- **RECORD EXCERPTS**

---

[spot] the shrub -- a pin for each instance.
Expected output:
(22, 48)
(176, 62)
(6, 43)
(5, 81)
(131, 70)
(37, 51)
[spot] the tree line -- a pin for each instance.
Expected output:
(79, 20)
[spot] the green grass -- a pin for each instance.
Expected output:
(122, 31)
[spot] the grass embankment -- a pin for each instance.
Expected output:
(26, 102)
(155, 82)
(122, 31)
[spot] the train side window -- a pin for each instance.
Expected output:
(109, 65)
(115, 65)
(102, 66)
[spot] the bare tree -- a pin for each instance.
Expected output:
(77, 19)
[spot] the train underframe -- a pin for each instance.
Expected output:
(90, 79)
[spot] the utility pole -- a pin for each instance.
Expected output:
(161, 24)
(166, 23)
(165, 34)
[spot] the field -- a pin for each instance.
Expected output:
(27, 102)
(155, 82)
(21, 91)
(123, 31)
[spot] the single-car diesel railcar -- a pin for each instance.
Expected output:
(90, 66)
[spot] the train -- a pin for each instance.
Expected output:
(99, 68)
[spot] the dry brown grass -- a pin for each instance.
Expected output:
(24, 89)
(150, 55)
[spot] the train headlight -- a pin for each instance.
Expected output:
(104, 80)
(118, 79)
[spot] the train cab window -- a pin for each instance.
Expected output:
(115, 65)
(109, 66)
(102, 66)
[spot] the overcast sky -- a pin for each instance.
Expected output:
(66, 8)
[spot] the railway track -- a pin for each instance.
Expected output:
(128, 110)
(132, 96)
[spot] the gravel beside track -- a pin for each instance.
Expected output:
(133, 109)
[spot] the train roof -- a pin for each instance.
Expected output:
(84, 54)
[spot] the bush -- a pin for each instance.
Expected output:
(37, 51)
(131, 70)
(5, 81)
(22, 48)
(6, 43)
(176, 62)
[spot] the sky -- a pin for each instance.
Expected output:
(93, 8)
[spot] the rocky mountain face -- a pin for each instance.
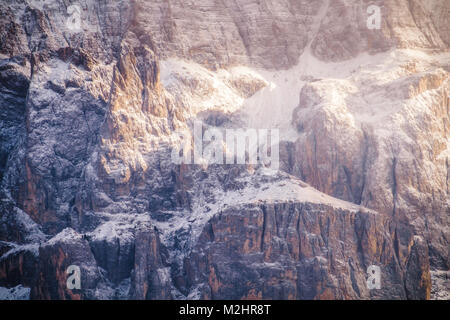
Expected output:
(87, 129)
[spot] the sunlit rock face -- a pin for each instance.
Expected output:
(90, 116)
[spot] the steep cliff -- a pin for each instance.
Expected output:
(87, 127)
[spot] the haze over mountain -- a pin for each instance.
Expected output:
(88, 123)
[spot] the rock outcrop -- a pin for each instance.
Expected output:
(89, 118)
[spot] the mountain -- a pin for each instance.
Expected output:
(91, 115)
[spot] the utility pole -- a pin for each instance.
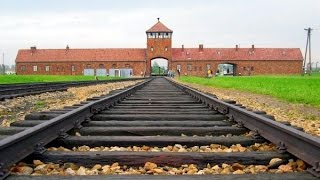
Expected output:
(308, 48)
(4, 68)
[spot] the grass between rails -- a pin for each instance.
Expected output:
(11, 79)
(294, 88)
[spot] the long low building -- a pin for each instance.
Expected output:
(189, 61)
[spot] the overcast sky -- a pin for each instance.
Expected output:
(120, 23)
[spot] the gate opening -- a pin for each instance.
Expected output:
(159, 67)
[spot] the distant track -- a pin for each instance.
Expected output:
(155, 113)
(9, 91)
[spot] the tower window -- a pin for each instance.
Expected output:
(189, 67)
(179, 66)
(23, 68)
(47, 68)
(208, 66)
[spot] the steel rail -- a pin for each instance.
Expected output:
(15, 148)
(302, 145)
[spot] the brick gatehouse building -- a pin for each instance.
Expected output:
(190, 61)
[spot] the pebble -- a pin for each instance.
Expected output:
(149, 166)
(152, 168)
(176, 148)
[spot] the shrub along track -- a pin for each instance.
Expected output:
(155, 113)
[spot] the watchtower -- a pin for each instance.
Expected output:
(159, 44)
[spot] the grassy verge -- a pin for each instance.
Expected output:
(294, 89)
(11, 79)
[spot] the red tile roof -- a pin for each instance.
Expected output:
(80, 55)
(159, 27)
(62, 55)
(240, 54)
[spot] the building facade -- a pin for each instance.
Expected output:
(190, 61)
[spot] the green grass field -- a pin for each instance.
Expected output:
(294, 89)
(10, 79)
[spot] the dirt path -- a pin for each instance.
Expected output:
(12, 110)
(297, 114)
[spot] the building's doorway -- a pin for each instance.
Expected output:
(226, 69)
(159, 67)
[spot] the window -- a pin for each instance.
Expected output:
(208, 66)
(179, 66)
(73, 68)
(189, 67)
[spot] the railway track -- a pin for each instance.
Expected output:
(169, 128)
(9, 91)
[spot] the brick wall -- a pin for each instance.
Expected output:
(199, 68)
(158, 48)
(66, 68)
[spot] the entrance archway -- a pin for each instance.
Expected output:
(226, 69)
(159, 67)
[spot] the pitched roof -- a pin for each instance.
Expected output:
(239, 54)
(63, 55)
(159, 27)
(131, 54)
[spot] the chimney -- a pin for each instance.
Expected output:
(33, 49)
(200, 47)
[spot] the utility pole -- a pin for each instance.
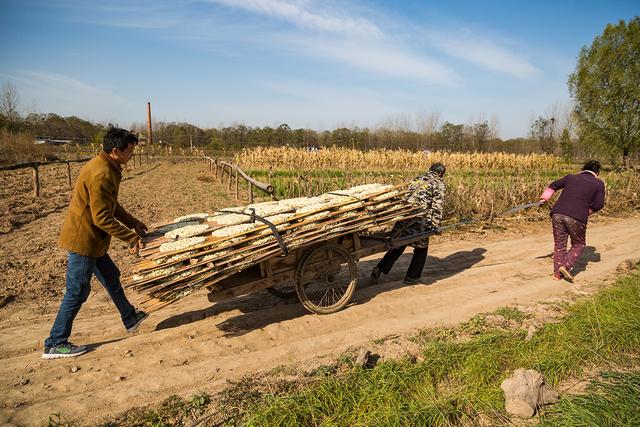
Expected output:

---

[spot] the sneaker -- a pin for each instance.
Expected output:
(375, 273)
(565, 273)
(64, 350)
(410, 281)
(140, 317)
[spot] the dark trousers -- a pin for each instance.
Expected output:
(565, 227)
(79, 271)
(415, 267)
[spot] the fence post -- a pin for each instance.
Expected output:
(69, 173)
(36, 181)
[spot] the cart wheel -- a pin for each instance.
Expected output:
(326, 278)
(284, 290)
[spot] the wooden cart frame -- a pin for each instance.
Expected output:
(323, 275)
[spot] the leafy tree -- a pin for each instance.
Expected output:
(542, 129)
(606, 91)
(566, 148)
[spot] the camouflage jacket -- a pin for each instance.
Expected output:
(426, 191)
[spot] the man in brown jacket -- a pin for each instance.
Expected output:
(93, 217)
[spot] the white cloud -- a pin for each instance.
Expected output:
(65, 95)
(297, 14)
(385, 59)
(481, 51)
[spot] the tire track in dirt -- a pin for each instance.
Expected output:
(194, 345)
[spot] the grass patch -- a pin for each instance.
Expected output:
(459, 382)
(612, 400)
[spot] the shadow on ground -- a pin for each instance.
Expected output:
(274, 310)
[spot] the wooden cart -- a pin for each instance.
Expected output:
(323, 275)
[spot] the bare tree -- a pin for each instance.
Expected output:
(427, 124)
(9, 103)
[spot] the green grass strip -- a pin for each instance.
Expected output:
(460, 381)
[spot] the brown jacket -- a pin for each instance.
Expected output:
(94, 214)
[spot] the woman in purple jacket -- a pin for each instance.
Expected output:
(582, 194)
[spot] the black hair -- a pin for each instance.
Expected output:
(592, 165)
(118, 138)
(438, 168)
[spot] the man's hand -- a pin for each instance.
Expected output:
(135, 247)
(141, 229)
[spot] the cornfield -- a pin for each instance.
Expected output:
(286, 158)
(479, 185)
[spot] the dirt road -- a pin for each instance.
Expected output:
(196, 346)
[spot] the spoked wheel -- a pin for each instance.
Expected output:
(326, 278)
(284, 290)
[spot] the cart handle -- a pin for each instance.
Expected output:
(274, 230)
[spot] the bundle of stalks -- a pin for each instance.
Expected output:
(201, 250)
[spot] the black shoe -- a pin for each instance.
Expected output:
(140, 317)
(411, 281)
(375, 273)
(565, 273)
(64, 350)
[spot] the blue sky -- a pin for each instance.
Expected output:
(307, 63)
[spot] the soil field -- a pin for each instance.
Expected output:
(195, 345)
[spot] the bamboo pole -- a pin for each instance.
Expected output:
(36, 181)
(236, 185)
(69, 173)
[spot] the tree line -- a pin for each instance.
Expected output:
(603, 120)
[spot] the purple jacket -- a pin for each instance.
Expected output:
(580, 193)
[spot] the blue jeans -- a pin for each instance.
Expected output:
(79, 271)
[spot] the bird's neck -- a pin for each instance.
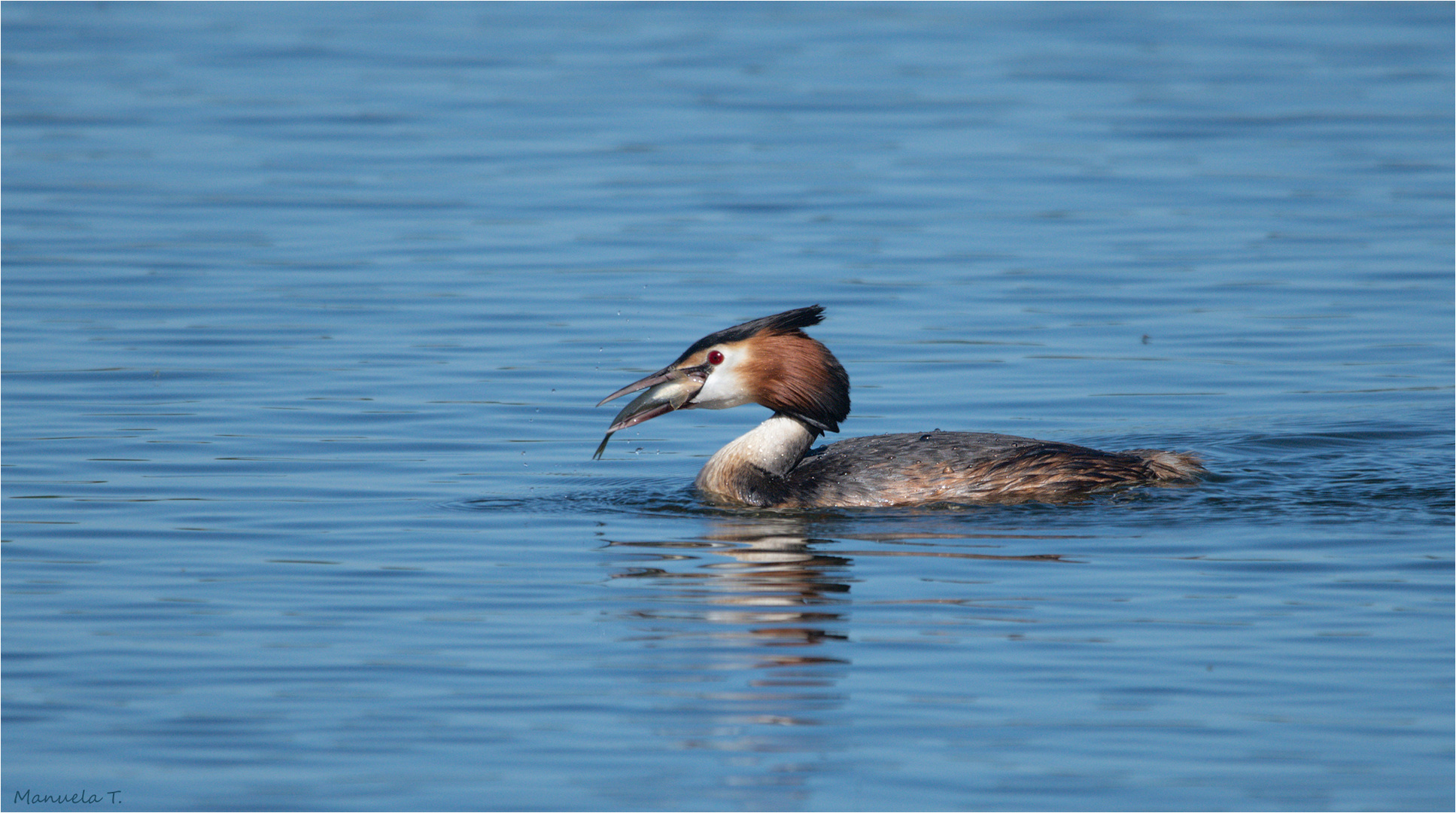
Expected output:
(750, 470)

---

- **TASK DIRECTIONS**
Locate every line in the records above that contains the string "train", and copy each such line in full.

- **CORRECT OUTPUT**
[spot] the train side window -- a pin for each instance.
[spot] the train underframe -- a pin for each instance.
[spot] the train -- a pin for each instance.
[spot] the train headlight -- a pin for each instance.
[spot] the train cab window -- a pin for each instance.
[spot] the train roof -- a pin for each instance.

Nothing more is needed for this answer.